- [Texto extraído]
01/13/22 em Para ler, Para ver

Cavalcantes e cavalgados

Um ditado antigo e preconceituoso dizia que em Pernambuco se você não é Cavalcante você é cavalgado. É certamente antigo, mas ainda é válido. E é preconceituoso com os pernambucanos, por aplicar exclusivamente a eles uma relação de poder e submissão que é brasileira, profundamente brasileira, tão brasileira que está enraizada até os quintos dos infernos.

Lembrei-me deste ditado quando li a notícia sobre o menino que morreu ao cair de um prédio. O menino estava sob o cuidado da patroa da mãe dele, que havia saído para passear com o cachorro da patroa. O menino foi até uma sacada de serviço no prédio, subiu em um equipamento de ar condicionado e caiu do nono andar. Morreu.

Este texto tem um lado. Evitei escrever no exato momento em que li a notícia. Mas faz três horas que não paro de pensar na iniquidade do que aconteceu. Estou do lado da mãe que perdeu o filho. Do lado dos cavalgados.

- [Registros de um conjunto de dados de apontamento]

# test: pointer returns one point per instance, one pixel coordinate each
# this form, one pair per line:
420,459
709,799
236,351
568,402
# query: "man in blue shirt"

- [Objetivo do exercício] Dê continuidade ao texto sobre o ditado dos Cavalcantes e cavalgados, começando logo depois da última frase dele.

- [Resultado final]
Em 2008 eu trabalhei em Recife, morando dois meses num hotel em Boa Viagem, com vindas quinzenais a São Paulo. A cada pouso em Recife, chamavam a atenção duas imensas torres sendo construídas no fim da cidade, ou no começo, junto ao mar, junto ao cais. Voltei inúmeras vezes à cidade e sempre reparava nos dois prédios que os recifenses apelidaram de Torres Gêmeas – foi num destes prédios que o inominável aconteceu. Não é ironia da história os habitantes da Veneza Americana usarem o nome dos prédios que foram derrubados em Nova York, é apenas mais uma das incontáveis manifestações de colonização cultural da qual padecemos nós, os brasileiros. Estes prédios estão no coração de um projeto de revitalização do antigo porto da cidade. Como todos os bons projetos de revitalização urbana brasileiros, a elite decide o que fazer e a ralé que rale para por de pé. Não preciso nomear de gentrificação, me basta lembrar dos Cavalcantes e dos cavalgados, minha pátria é minha língua.

Câmeras de segurança no prédio mostram o menino entrando no elevador e a patroa da mãe dele segurando a porta com uma mão. Com a outra, segurava um telefone junto à orelha. Em seguida, o menino sai do elevador para depois retornar. A patroa volta para a porta, segura a porta, o menino aperta alguns botões, a patroa aperta o botão da cobertura, a porta se fecha, o elevador sobe, a porta se abre, o menino não se movimenta, a porta se fecha, o elevador sobre, a porta se abre, o menino sai, abre uma porta lateral já no saguão, o menino passa pela porta, a porta se fecha atrás dele. Esta é e será a última imagem do menino Miguel Otávio Santana da Silva, cinco anos de idade, em movimento, vivo.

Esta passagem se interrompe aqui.